Task inputs:
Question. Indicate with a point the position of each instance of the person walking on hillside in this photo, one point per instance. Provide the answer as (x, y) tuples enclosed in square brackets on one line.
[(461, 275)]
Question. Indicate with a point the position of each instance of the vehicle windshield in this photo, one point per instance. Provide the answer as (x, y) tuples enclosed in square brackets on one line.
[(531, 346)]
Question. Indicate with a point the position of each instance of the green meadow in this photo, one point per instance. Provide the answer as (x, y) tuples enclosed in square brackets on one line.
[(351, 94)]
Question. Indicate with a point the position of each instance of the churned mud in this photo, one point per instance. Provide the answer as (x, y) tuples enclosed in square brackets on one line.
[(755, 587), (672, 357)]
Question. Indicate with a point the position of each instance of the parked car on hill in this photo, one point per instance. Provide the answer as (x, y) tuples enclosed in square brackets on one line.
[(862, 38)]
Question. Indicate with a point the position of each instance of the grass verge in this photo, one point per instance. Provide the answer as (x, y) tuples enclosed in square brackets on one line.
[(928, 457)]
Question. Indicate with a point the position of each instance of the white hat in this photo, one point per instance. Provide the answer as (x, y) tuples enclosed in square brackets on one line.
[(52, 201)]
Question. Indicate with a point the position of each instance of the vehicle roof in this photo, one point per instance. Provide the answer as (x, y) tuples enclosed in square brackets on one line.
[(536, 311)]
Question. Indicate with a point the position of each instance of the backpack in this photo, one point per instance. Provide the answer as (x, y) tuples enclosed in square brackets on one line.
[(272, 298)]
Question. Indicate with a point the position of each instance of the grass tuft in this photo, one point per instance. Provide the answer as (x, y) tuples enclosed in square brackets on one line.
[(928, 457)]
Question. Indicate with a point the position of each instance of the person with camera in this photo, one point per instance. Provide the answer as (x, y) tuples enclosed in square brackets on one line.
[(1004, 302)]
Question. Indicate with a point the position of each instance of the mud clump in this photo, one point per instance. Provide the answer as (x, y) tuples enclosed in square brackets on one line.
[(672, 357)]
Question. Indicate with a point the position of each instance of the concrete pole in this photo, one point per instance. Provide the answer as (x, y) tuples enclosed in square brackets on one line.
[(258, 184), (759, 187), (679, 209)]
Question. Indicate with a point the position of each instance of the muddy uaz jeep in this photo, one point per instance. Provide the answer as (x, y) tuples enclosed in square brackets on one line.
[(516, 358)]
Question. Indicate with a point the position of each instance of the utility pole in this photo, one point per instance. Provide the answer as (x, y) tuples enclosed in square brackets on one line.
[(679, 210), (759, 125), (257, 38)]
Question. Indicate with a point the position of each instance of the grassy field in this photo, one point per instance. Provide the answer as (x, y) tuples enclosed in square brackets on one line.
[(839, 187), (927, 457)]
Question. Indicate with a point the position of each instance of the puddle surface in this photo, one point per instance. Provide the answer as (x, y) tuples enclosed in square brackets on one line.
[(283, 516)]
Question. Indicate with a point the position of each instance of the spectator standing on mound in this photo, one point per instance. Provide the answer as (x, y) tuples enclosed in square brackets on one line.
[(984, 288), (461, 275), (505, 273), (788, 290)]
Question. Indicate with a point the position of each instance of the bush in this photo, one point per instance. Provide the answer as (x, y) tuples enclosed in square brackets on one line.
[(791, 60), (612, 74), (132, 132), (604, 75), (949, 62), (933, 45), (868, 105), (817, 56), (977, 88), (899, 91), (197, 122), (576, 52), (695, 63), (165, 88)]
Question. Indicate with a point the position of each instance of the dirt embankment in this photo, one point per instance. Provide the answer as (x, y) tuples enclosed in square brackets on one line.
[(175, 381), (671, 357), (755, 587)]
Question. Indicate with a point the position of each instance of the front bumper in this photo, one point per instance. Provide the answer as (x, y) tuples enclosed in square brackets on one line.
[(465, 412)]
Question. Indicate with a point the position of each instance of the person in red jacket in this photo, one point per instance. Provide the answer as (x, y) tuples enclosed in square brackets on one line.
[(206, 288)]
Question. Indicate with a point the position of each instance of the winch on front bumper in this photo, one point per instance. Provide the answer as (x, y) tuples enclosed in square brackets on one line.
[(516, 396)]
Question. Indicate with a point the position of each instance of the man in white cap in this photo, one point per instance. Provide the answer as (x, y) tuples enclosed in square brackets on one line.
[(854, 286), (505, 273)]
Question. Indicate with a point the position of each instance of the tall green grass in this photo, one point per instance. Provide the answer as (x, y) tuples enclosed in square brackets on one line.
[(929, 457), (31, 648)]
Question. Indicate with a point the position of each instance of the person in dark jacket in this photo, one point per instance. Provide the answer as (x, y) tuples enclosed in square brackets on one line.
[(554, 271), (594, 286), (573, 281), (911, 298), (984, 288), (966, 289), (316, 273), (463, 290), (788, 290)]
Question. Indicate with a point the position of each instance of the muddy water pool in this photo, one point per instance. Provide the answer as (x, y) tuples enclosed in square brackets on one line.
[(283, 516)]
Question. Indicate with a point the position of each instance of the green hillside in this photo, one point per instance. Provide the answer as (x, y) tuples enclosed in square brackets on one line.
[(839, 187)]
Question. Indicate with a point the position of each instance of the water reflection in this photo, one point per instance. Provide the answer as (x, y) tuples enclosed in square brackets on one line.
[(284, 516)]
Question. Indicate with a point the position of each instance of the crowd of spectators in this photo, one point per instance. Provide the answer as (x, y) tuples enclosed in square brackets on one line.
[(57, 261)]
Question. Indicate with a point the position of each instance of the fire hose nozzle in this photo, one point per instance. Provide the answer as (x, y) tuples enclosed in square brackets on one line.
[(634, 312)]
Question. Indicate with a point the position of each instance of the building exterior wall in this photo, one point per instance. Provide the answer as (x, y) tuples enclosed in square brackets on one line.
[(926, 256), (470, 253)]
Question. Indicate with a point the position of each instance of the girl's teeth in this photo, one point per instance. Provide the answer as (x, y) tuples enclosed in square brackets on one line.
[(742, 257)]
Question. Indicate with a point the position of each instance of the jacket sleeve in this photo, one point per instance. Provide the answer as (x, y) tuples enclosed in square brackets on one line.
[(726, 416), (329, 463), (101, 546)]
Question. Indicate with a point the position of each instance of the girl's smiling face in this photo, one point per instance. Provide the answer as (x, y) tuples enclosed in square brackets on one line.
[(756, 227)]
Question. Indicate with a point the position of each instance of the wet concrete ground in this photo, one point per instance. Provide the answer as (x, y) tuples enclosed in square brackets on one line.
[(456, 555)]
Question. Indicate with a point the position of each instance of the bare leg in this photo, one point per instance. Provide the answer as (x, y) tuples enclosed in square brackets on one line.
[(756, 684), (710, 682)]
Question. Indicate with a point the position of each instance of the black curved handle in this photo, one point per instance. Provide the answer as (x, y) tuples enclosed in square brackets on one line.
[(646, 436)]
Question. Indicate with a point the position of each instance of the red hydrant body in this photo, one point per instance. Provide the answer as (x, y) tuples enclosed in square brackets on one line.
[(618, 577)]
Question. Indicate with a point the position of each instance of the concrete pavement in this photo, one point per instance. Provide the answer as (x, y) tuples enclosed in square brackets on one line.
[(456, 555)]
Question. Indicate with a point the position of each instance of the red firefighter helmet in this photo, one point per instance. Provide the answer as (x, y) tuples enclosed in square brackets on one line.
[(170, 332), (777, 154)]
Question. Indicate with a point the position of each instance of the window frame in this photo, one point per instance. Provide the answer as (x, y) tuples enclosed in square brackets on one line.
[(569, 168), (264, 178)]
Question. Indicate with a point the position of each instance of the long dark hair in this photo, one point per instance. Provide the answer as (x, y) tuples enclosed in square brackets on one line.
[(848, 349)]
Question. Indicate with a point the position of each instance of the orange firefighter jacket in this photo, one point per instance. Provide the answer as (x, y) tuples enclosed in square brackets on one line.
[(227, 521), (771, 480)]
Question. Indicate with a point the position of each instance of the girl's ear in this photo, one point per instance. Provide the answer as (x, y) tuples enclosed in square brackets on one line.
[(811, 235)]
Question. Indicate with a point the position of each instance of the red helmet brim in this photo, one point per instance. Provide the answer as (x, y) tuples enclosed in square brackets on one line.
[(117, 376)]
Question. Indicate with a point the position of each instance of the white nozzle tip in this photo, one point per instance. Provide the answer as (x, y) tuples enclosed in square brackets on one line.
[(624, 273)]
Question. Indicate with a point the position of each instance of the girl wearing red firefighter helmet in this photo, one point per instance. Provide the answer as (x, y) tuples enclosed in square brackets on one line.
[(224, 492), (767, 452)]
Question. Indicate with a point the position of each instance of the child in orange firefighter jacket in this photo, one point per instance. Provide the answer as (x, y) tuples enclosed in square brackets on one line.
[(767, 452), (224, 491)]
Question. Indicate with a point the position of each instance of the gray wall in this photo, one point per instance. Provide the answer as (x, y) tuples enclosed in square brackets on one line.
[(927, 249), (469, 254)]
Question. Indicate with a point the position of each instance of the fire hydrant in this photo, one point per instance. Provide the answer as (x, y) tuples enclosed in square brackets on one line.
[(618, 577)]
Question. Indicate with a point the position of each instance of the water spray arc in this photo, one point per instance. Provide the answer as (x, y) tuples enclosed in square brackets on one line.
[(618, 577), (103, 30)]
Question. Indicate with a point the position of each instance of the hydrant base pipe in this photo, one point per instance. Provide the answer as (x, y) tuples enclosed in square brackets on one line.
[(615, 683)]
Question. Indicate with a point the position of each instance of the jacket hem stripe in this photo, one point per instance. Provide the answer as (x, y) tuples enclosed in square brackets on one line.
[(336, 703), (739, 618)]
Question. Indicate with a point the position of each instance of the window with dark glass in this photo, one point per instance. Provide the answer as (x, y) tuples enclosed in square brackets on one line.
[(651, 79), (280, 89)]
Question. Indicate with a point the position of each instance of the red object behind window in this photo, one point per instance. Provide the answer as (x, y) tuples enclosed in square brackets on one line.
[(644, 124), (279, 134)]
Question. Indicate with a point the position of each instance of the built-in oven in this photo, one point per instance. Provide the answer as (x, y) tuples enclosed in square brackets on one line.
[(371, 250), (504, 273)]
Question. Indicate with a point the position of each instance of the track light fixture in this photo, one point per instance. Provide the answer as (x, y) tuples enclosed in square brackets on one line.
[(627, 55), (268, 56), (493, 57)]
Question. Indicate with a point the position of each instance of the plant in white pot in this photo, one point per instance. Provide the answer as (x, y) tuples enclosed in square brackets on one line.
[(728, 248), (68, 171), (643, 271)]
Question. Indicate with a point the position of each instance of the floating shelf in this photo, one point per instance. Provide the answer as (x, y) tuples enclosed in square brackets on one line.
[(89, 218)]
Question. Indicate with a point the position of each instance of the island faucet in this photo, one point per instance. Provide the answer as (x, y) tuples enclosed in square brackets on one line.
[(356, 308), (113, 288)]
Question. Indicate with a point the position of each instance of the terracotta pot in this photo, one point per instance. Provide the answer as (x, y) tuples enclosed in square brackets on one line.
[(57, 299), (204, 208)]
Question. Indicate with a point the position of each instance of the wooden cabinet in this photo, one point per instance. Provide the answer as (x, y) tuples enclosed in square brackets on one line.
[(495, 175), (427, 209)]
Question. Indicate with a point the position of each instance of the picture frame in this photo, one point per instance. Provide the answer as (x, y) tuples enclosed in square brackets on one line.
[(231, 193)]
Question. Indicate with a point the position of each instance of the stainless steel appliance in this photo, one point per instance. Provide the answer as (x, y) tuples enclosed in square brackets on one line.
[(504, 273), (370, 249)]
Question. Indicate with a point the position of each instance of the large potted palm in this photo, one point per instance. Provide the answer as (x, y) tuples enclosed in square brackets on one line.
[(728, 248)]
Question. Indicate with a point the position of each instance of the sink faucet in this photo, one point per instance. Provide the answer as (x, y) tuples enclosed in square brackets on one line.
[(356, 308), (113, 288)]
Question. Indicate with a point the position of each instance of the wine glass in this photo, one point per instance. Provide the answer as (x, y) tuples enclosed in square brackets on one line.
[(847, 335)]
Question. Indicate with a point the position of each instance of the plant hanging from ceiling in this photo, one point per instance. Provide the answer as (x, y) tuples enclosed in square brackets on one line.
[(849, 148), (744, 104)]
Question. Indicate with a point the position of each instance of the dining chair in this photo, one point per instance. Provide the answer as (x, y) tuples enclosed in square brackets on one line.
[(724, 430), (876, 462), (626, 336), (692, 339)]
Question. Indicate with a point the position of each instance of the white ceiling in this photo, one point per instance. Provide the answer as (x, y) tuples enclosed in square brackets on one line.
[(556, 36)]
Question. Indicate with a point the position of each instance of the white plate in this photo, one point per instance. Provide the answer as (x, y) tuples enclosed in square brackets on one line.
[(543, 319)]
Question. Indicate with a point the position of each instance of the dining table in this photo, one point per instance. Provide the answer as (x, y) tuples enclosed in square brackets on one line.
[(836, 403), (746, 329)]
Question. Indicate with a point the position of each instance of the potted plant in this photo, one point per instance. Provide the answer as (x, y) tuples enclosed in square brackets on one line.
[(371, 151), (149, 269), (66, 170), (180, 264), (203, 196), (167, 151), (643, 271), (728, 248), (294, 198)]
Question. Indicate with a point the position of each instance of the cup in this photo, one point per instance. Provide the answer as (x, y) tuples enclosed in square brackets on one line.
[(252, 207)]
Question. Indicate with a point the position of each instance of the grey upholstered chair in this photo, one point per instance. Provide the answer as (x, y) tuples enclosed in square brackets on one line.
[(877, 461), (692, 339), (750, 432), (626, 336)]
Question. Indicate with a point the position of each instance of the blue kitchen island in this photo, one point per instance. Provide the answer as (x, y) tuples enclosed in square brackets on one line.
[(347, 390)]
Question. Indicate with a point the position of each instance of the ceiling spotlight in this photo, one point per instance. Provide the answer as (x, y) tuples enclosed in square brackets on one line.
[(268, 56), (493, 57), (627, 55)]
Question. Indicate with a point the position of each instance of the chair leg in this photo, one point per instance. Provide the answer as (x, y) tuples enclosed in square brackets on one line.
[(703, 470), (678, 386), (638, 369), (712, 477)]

Exercise instructions:
The lines from the one containing "of the chair" through the last line of the material above are to be copied exactly, both ends included.

Exercise response:
Question. Indicate with a point the position of each instance of the chair leg in this photo, one point per instance. Provide the answer as (x, y) tuples enclosed in square brackets on one line.
[(703, 470), (678, 386), (638, 369), (712, 477)]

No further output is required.